## What to do
Only the lines from the beginning of the entries through the one that holds "The component shall identify every instance of the green leaf" may appear in the answer, written out exactly and free of pictures.

[Region pointing data]
--------------------------------------------------
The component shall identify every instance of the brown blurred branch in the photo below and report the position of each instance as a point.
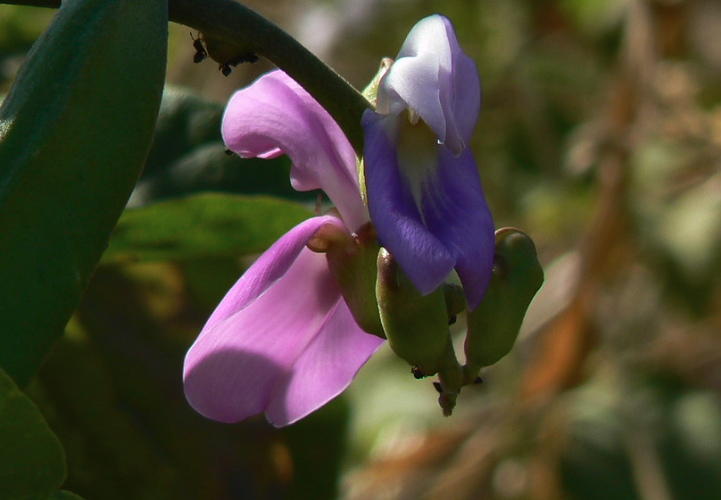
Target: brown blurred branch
(239, 31)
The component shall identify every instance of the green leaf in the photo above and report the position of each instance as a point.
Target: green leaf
(208, 225)
(65, 495)
(188, 156)
(75, 129)
(32, 463)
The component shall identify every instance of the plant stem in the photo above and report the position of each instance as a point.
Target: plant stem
(244, 30)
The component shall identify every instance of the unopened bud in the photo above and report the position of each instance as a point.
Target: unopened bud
(416, 326)
(352, 262)
(493, 326)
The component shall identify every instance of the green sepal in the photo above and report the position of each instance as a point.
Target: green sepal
(494, 325)
(416, 325)
(352, 261)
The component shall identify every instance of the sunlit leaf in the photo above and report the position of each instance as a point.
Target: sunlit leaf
(209, 225)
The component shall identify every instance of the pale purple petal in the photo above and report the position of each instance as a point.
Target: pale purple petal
(435, 78)
(275, 115)
(325, 368)
(269, 267)
(247, 347)
(394, 213)
(456, 212)
(234, 370)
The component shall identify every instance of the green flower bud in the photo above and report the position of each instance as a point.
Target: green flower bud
(493, 326)
(416, 326)
(352, 262)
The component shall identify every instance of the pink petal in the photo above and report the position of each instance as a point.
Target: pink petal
(324, 369)
(234, 370)
(261, 326)
(275, 114)
(269, 267)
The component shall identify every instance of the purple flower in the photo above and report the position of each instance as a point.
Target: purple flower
(424, 193)
(283, 340)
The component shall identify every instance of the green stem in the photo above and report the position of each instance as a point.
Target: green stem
(238, 26)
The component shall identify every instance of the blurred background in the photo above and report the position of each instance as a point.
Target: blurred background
(599, 136)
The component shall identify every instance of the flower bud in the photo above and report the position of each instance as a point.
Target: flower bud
(352, 262)
(416, 326)
(493, 326)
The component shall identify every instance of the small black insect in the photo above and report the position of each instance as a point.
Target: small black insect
(200, 52)
(225, 67)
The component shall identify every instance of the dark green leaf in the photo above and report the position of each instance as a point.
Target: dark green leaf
(209, 225)
(74, 132)
(32, 463)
--------------------------------------------------
## Expected answer
The component shall identify every instance of the brown blurred branch in the photo below and report the position of each instance as a point.
Target: brown blurred branch
(239, 31)
The component shall identify every instance of the green leaf in the photo above and report the position of each instance as a point.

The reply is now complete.